▸ **WHAT YOU WILL DO**
Leave every picture out and print exactly the lines that run from the one containing "Annotation task — point out every instance of the vegetation" to the end of the listing.
==================================================
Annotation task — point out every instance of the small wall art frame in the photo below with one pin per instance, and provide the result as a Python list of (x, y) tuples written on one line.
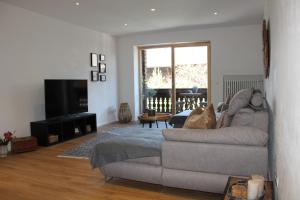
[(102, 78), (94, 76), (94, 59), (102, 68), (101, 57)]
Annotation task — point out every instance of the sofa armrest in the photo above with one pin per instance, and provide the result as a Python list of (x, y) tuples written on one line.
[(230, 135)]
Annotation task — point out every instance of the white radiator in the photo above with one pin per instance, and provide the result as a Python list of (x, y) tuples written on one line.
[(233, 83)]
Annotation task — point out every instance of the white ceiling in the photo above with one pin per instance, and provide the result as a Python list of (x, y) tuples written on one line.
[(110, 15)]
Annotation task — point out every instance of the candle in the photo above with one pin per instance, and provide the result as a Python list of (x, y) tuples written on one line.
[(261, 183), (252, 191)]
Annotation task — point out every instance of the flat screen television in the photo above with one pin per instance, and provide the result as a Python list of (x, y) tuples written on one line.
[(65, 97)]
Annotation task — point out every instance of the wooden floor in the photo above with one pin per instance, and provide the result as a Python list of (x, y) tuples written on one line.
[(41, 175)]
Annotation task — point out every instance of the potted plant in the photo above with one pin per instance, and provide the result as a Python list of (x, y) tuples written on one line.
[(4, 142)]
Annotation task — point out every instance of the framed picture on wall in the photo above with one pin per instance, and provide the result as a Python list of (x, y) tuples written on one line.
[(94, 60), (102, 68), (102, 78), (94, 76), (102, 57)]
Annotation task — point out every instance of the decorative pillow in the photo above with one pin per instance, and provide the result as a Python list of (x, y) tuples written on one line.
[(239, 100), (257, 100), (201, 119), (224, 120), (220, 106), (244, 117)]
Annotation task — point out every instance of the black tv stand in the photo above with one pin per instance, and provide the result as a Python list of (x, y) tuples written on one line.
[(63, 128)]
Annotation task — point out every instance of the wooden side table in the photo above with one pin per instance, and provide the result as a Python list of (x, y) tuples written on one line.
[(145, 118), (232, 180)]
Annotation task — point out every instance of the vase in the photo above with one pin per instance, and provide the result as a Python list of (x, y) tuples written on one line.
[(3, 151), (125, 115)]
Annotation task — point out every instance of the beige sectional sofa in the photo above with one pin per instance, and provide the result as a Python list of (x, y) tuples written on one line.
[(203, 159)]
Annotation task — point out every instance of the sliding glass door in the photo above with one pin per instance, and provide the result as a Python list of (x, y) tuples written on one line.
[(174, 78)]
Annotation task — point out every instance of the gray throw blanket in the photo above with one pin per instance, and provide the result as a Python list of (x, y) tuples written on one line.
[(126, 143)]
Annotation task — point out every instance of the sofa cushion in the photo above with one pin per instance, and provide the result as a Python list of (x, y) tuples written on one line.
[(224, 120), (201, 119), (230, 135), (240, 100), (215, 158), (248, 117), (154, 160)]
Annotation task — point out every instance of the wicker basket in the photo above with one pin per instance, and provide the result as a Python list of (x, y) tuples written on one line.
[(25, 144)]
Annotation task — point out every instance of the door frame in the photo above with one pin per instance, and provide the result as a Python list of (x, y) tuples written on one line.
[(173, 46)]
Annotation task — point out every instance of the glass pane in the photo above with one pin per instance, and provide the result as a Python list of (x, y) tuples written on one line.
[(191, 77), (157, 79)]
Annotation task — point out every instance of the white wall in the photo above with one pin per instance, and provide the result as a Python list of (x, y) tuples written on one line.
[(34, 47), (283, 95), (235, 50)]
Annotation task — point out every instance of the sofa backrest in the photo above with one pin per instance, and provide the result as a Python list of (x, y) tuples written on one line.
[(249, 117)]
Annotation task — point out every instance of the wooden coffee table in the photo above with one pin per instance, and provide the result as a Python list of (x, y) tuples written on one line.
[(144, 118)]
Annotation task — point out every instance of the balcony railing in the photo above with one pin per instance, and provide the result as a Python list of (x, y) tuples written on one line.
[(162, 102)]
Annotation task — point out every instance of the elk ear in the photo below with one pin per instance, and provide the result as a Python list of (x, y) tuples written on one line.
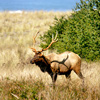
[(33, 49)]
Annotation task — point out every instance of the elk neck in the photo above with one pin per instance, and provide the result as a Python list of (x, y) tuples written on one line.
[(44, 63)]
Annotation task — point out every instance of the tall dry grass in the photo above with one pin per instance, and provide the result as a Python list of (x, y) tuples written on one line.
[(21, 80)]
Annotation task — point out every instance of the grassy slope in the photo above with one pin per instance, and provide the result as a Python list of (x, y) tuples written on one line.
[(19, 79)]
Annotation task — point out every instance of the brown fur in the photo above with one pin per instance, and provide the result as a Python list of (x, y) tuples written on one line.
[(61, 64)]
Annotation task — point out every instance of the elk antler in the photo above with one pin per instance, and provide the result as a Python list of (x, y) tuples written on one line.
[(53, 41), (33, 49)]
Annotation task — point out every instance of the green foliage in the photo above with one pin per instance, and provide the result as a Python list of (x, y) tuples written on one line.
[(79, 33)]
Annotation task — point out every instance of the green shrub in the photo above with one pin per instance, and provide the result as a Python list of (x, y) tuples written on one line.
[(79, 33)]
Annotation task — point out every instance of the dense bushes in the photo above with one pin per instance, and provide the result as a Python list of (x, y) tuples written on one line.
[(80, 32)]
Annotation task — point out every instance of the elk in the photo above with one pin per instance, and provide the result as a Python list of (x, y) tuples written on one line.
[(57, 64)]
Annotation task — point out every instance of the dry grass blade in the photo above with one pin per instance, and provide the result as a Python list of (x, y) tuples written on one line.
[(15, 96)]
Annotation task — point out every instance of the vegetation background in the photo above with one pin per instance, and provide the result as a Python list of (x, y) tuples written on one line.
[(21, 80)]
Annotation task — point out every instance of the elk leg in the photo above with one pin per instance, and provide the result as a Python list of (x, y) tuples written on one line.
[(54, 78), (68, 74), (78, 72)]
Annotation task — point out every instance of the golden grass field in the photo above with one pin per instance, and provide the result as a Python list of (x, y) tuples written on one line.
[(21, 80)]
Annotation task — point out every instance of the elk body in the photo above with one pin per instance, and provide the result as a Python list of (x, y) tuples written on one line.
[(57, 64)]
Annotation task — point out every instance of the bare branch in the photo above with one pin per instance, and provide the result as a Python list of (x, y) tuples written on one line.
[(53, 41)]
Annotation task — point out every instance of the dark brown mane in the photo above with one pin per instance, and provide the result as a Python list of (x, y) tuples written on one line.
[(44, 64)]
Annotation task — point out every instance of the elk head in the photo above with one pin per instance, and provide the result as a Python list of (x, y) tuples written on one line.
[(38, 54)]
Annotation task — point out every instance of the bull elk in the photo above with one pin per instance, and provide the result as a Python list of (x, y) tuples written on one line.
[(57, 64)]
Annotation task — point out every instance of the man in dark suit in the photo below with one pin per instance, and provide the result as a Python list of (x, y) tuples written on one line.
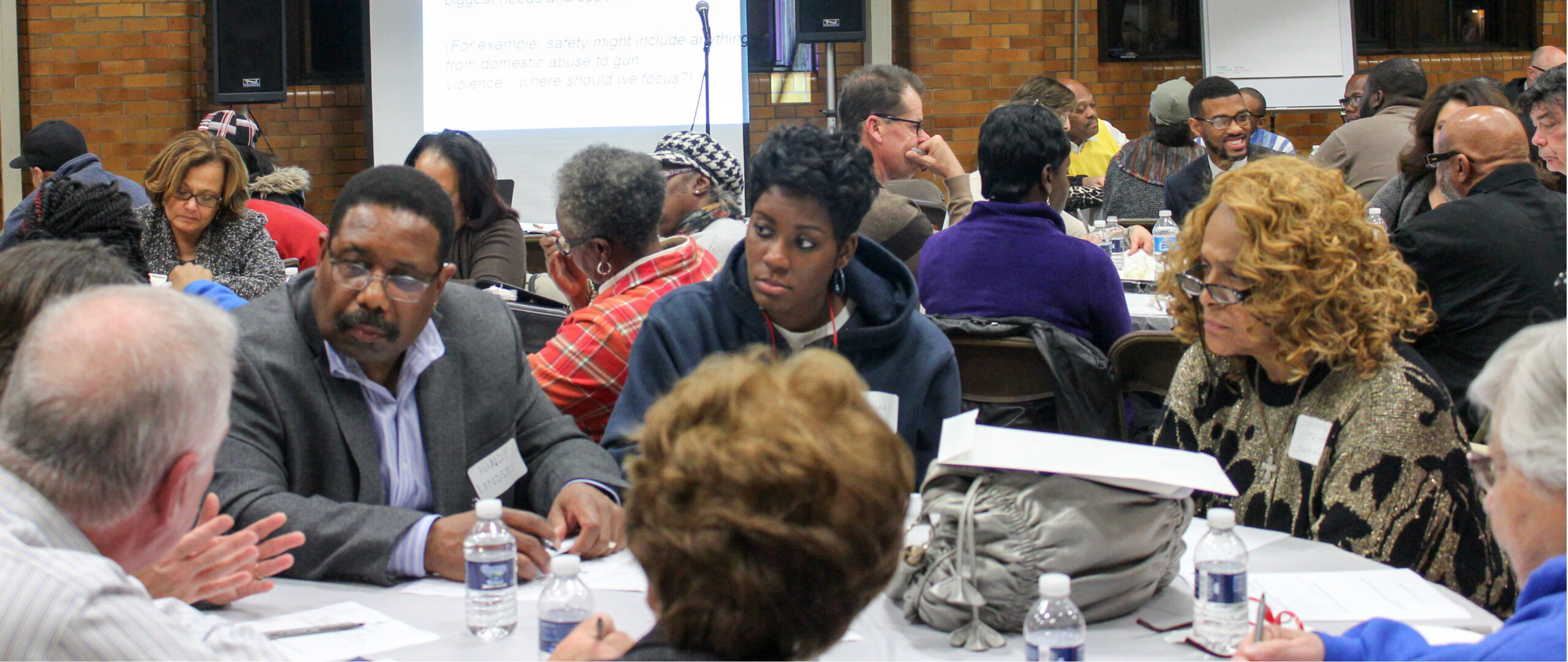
==================================================
▸ **WRITTEN SOLUTION**
Annotation task — point out every instance of the vegetation background in the photo above with one pin per instance, and provide the result as a Python list of (x, y) tuples written on one line.
[(21, 80)]
Annotation task — point out every instance of the elk leg in the photo above with one pin per instance, and provide the result as a Python list of (x, y) tuples written on one line.
[(54, 78), (68, 74), (78, 72)]
Annotation task — point out every instance of the golden grass field in the photo above with one pin per instance, and provide the result as a Python list of (x, y) tuples written on one line.
[(21, 80)]
Annotation task — point out every instance of the elk body in the photo above with one pin per instance, and provide the result as a Python list of (x, y) tuples written on one line.
[(57, 64)]
Annotation task — point out every instance of the bare branch in the photo above with one pin per instance, and provide the result as a Python list of (x, y) tuples written on one line.
[(53, 41)]
Annotation task — point out every instance of the dark brown mane in the photo above with one pin per instance, and provide the result as a Python list of (x, y) tuples written on one line.
[(44, 64)]
Annotation task — point out every instance of the elk head in the photo above with one pin per instance, and provide the result as a Python list of (x, y) tuples written on one line.
[(38, 54)]
Annotation task — point out every instance of the bull elk in the photo above with one pin per instance, and provide the result as a Python list of (x, y) tuples written on one line.
[(57, 64)]
Annotation task — point out every instance of the man in dark suit in the photo below with one pin per instance, and provide the result as a Python list of (x, y) tuples written on one line.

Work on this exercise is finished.